▸ TEXTO DE APOIO
-*-

O filme faz menção a um tipo de molusco que desapareceu junto com os dinossauros do período cretáceo. Uma característica dele (e que seria identificada em outros animais posteriormente) é a ocorrência do chamado dimorfismo sexual. Ou seja, macho e fêmea possuem diferentes características físicas que extrapolam os órgãos sexuais. Uma criação de referencial de gênero que, quando chega nas relações humanas, encontra leituras completamente atravessadas sobre tais aspectos. Quando ultrapassam a Biologia e se vinculam a interações sociais, ao amor e ao afeto, são ventiladas de maneira a desautorizar indivíduos e nos prender a conceitos.
Em “Ammonite” o amor é forjado de uma forma natural, como em um processo. Temos desde cedo a informação de que Mary é um grande expoente de sua área, porém não consegue gozar da fama. Parte de seu trabalho depende do mergulho e da transição por outros espaços. Kate Winslet, então, constrói uma protagonista ciente de seu poder, mas com dificuldade de se aceitar – e não estamos entrando no despertar afetivo, ainda é sobre sua carreira. Já Charlotte tenta sair de um estágio de convalescença e não deixaria de vincular essa guinada em seu estado de espírito aos momentos passados com Mary. Saiorse Ronan, então, pensa sua personagem de maneira bem menos assertiva do que aqueles que lhe cercam – o marido e a futura amante.
Diante disso, temos no filme o desenvolvimento de uma relação baseada no entendimento. As duas se percebem, antes de mais nada – até se concluírem deslocadas. Mary cava novos objetos de estudo em um processo de criação que nunca se esgotará. Charlotte encara sua recuperação como uma nova vida. Antes do amor florescer (ou fossilizar), há uma cumplicidade alcançada nesse longo processo. Francis Lee estica essa sensação, em uma obra pouco dinâmica, que explora essas sensações, essa inquietude o máximo que pode. Ao ponto de esgotar seu objetivo mais rápido do que ele imagina ser possível.
Por óbvio que, em meados do século XIX, o despertar de uma paixão homoafetiva não se valeria de muito naturalismo. Há um desconhecimento de si, consequência de séculos de uma dogmática que vincula certos sentimentos ao pecado. Todavia, o que Lee não percebe é que suas caracterizações são tão potentes e sua dupla de protagonistas tão talentosa, que a manutenção de um estágio de suspensão exagerada pode exaurir parte do espectador. Quando o avanço é mais direto, Winslet e Ronan brilham ainda mais.

-*-

▸ MATERIAL FORNECIDO

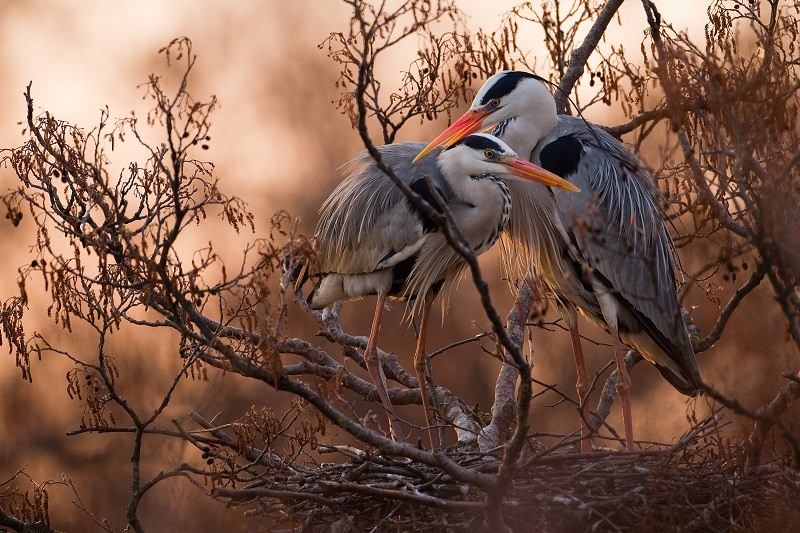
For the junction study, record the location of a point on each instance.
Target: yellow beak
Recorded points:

-*-

▸ ENUNCIADO 1
Segundo o texto sobre o filme Ammonite, que característica tinha o molusco mencionado no filme?
▸ ENUNCIADO 2
Transcreva do texto sobre o filme Ammonite o trecho que começa em "Por óbvio que, em" e segue até "brilham ainda mais.".
O material apresentado acima é independente do texto sobre o filme Ammonite.

▸ RESPOSTA 1
O chamado dimorfismo sexual.

▸ RESPOSTA 2
Por óbvio que, em meados do século XIX, o despertar de uma paixão homoafetiva não se valeria de muito naturalismo. Há um desconhecimento de si, consequência de séculos de uma dogmática que vincula certos sentimentos ao pecado. Todavia, o que Lee não percebe é que suas caracterizações são tão potentes e sua dupla de protagonistas tão talentosa, que a manutenção de um estágio de suspensão exagerada pode exaurir parte do espectador. Quando o avanço é mais direto, Winslet e Ronan brilham ainda mais.